Work order -> Transcribe the records from the line containing "Expected behaviour: a marker sits on the curly white" onward, up to and including the final line, exactly and without anything else.

Records for the exercise ->
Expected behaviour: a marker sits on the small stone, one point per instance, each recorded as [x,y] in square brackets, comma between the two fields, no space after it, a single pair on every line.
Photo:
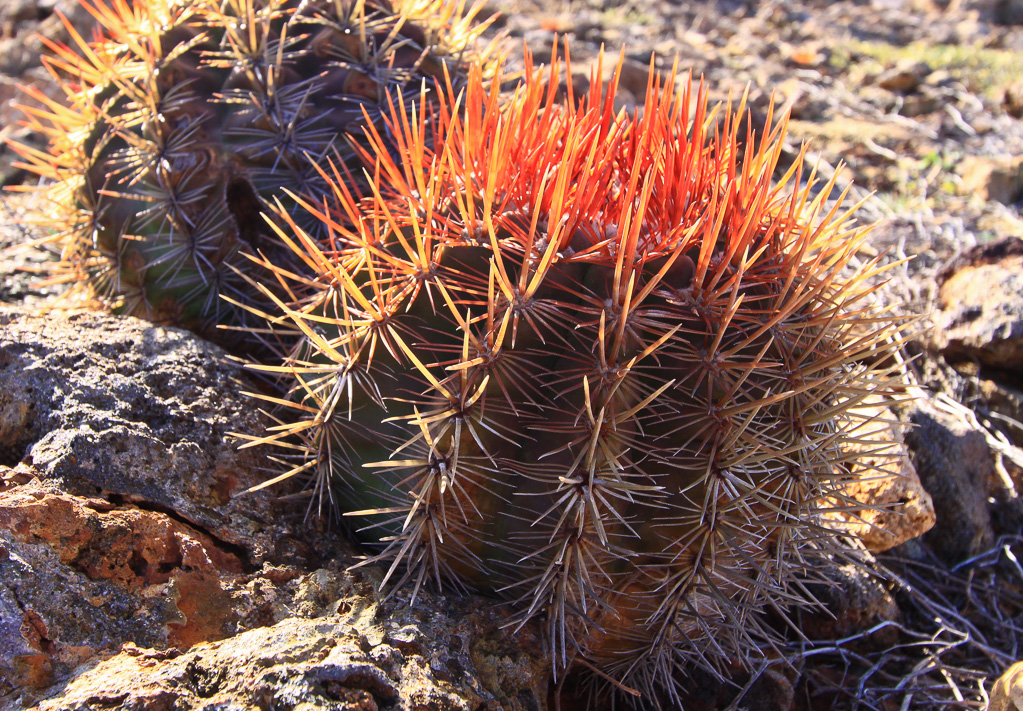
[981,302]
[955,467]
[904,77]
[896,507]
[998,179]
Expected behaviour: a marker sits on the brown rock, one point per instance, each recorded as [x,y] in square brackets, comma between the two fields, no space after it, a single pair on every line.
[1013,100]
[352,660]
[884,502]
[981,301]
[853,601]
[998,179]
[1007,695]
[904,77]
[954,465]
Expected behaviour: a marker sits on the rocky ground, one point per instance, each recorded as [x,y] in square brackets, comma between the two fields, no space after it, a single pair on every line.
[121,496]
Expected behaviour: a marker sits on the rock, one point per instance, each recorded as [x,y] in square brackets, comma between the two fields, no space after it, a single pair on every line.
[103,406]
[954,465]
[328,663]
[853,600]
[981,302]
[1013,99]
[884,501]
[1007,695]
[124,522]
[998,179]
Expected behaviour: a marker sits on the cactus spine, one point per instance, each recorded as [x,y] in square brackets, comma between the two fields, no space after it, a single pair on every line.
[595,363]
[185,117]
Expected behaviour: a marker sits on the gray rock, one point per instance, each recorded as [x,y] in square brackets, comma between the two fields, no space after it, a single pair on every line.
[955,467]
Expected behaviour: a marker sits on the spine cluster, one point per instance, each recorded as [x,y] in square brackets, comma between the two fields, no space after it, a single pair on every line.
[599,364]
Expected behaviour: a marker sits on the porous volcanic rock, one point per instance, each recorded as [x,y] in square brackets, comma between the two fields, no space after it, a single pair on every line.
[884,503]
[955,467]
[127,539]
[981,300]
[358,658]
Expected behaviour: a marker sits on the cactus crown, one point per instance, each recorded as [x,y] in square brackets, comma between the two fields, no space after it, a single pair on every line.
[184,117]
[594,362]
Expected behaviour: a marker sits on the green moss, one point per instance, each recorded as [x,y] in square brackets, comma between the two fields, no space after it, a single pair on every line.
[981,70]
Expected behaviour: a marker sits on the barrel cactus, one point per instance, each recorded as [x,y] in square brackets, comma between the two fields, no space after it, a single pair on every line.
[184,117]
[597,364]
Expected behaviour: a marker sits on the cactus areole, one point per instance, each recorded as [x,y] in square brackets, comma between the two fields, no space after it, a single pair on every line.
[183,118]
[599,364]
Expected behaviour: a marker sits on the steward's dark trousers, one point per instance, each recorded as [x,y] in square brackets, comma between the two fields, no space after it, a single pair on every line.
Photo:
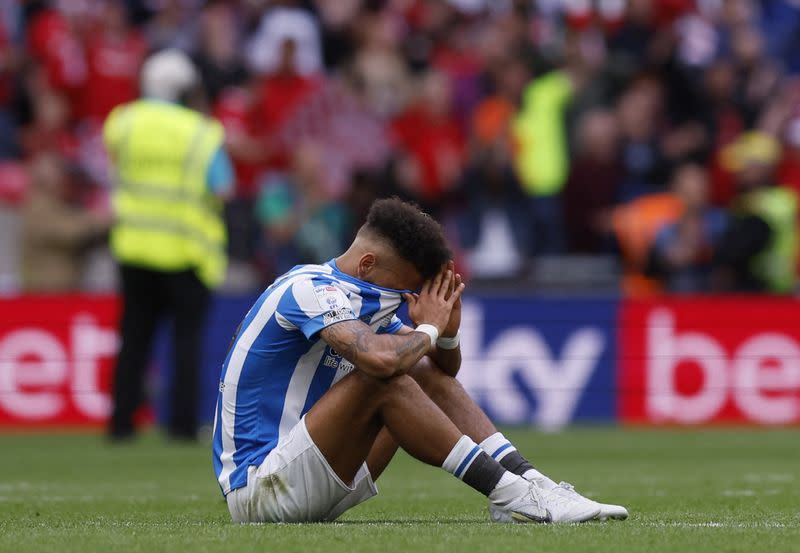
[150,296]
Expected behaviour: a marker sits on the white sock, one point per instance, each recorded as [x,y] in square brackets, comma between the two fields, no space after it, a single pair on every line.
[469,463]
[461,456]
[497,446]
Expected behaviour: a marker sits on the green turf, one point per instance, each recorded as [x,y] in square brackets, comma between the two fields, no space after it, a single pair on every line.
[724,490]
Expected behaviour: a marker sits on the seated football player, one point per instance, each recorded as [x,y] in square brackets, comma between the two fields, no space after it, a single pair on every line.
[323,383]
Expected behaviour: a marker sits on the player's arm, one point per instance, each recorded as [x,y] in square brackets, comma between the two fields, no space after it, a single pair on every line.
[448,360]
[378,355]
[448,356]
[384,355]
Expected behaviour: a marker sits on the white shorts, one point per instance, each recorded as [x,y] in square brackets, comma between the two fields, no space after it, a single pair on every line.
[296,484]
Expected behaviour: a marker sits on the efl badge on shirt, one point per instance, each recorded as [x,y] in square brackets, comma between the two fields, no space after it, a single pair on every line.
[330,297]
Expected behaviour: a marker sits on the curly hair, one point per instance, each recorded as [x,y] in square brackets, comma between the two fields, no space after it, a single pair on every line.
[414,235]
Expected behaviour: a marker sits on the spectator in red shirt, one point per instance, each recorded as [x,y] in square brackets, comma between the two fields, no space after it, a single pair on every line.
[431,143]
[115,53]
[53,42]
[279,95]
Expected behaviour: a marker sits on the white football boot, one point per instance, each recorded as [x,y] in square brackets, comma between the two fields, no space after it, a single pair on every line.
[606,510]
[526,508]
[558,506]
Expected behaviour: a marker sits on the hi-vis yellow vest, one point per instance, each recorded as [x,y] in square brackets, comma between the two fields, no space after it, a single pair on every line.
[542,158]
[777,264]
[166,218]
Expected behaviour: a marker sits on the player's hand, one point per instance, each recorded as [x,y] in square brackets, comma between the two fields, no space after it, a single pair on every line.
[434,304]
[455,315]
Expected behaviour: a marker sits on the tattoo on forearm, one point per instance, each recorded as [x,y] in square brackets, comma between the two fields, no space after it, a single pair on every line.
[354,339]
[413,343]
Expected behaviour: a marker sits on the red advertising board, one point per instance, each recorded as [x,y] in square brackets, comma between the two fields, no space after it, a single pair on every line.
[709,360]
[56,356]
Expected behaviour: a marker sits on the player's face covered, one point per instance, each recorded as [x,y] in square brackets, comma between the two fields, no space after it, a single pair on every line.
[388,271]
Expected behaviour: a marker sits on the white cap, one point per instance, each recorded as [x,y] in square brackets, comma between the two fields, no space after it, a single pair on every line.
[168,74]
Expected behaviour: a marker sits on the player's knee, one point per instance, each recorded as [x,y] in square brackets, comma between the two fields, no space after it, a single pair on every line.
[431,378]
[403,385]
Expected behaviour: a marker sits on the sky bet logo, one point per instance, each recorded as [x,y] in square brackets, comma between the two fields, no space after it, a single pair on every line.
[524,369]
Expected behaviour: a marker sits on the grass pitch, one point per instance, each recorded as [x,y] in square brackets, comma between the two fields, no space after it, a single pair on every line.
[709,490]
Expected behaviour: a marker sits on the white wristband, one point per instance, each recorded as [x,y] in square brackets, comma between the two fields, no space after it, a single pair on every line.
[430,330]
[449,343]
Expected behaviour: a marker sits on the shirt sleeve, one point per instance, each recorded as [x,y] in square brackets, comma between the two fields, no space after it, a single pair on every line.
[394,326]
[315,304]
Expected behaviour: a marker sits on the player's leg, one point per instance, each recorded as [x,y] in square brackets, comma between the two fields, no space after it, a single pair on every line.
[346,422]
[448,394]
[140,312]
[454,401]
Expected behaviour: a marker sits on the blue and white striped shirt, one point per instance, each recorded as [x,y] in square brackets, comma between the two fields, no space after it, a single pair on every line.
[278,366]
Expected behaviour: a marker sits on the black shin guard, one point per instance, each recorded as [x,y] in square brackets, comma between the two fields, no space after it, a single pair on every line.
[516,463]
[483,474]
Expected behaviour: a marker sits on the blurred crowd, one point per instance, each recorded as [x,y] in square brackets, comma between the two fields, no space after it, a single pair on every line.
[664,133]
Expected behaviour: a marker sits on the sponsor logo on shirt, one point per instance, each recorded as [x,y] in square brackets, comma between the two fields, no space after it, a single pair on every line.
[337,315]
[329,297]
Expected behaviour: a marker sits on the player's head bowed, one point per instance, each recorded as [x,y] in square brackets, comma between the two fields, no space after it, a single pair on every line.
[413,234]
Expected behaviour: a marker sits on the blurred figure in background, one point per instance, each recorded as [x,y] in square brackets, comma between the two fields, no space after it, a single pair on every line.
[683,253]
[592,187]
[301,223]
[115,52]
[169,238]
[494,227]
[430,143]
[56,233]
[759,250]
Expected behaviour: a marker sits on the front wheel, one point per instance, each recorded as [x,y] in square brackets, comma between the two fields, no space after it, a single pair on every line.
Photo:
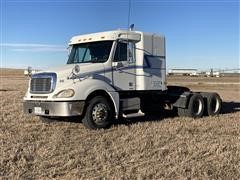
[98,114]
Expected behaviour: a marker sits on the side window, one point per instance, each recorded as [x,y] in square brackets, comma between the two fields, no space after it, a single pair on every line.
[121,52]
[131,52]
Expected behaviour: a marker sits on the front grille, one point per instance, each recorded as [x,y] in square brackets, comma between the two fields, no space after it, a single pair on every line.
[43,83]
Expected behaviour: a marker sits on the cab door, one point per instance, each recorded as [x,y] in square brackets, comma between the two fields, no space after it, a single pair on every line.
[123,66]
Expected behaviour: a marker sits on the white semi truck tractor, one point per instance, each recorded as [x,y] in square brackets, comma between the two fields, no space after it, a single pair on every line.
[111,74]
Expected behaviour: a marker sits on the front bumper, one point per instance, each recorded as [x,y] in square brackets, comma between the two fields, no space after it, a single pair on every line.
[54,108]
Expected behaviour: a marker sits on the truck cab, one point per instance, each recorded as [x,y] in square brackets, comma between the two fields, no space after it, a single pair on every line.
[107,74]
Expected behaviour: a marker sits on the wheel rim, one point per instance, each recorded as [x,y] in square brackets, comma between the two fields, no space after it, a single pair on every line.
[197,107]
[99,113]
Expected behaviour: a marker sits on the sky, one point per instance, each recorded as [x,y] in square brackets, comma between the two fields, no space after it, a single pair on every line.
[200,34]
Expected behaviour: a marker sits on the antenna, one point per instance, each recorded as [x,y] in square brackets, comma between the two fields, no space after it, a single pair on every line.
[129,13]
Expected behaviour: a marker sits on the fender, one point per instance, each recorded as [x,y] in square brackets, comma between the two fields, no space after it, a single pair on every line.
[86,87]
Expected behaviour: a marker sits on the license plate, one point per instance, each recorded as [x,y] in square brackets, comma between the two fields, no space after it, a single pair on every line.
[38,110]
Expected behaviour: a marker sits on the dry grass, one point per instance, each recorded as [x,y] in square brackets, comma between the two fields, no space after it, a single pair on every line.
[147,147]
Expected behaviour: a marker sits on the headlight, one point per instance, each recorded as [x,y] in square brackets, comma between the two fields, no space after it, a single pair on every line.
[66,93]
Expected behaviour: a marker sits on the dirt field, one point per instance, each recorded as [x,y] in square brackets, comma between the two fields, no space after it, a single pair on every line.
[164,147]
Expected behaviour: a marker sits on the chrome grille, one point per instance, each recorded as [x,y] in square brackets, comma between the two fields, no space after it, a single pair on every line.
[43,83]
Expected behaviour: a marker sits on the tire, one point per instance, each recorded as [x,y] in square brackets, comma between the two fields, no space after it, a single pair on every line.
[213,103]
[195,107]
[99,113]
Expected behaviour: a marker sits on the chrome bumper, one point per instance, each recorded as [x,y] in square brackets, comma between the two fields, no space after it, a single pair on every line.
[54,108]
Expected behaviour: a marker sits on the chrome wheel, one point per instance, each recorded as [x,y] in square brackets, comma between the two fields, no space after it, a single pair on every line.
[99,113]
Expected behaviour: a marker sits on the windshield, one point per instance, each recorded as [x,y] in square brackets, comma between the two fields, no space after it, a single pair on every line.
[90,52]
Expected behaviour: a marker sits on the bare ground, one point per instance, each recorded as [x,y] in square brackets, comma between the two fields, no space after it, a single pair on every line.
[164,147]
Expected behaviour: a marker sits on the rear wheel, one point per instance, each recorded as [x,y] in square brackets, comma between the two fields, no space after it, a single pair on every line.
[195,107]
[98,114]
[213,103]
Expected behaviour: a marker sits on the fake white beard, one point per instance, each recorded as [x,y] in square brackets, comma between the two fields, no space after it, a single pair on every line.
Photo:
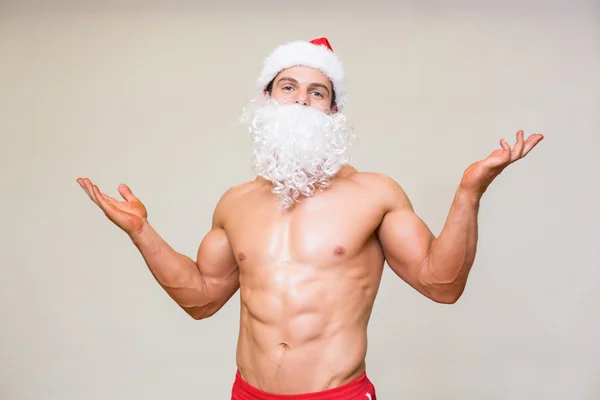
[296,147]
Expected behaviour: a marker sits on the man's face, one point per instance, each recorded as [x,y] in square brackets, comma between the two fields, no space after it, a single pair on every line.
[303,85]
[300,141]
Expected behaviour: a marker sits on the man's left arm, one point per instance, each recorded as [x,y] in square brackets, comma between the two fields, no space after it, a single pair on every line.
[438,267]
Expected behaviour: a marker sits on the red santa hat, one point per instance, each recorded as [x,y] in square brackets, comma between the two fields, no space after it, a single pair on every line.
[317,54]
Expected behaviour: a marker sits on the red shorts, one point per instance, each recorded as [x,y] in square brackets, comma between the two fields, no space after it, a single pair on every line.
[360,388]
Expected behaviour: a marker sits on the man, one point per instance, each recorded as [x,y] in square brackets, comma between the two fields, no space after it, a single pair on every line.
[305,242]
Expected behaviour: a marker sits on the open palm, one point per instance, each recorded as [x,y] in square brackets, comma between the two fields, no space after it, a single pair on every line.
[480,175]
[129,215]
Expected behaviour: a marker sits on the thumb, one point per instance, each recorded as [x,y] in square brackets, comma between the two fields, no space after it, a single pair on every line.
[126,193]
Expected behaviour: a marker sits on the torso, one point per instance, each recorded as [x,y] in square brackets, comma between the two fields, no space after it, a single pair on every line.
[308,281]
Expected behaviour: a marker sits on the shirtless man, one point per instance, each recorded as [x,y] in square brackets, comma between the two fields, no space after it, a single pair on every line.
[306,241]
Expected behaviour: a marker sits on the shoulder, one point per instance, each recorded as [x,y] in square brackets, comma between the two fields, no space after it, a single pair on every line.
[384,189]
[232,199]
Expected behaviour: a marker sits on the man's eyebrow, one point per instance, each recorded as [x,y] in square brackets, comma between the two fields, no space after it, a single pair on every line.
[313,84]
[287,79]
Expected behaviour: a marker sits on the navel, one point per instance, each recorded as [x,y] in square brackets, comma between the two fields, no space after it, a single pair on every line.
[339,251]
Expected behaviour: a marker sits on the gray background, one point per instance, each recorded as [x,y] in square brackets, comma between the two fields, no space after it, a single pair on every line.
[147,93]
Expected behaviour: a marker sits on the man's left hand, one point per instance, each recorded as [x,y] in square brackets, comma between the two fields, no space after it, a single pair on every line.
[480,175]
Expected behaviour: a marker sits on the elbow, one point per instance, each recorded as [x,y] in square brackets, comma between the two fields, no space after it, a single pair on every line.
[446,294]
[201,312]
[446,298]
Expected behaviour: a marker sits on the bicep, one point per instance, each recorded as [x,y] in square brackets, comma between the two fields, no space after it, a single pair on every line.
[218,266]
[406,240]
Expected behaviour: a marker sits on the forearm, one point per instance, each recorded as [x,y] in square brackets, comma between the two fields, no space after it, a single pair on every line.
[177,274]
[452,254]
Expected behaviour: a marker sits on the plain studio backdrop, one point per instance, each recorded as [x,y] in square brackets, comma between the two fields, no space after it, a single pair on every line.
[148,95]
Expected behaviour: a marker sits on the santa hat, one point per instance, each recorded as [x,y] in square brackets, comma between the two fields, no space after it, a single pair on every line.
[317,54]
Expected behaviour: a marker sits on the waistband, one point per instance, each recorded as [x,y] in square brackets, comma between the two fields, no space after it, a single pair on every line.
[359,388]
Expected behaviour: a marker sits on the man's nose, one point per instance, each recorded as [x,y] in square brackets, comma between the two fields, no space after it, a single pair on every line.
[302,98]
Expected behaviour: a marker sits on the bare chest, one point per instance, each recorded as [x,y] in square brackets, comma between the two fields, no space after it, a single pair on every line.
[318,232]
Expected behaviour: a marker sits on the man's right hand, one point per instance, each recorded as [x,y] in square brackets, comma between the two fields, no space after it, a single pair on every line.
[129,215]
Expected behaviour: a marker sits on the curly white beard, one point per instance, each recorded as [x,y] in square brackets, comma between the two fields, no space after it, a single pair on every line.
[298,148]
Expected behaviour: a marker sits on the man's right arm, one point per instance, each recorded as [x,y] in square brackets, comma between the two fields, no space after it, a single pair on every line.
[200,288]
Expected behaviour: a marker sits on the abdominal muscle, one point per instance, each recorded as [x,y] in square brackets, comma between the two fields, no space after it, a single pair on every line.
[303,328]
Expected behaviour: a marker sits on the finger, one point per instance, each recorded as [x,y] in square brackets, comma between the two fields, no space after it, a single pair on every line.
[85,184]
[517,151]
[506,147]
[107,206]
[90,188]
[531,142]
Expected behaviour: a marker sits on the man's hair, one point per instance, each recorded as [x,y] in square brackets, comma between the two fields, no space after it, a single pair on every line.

Result ->
Expected behaviour: a marker sits on the curly white beard, one point per instance, each recorded as [x,y] in square brackets, comma between the two fields, no space after it, a single pair on every line.
[298,148]
Expected behaviour: a marker sits on the man's right arm, one point per instance, each recorded as [x,y] in square brackets, comma between the two fields, no space after it, a single pair on every line.
[200,288]
Expected behaviour: a marker sits on the abdominal muscle, one point per instance, each recorded as [x,y] in square brackets, comma between the two fields, no space after it, a single pair on every line.
[303,328]
Expected behaviour: a marker sits on the finger, one point per instance, each recorded as [x,y] in square brackets, comma between the two fields, no space after it, a single pair on every line.
[85,184]
[517,151]
[506,147]
[107,206]
[90,188]
[531,142]
Expected behaviour: a marker sits on the man's hair, one point per instance, each recorded as [x,y] in square brackets, comma between the two fields, no space after it, a single pair on every line.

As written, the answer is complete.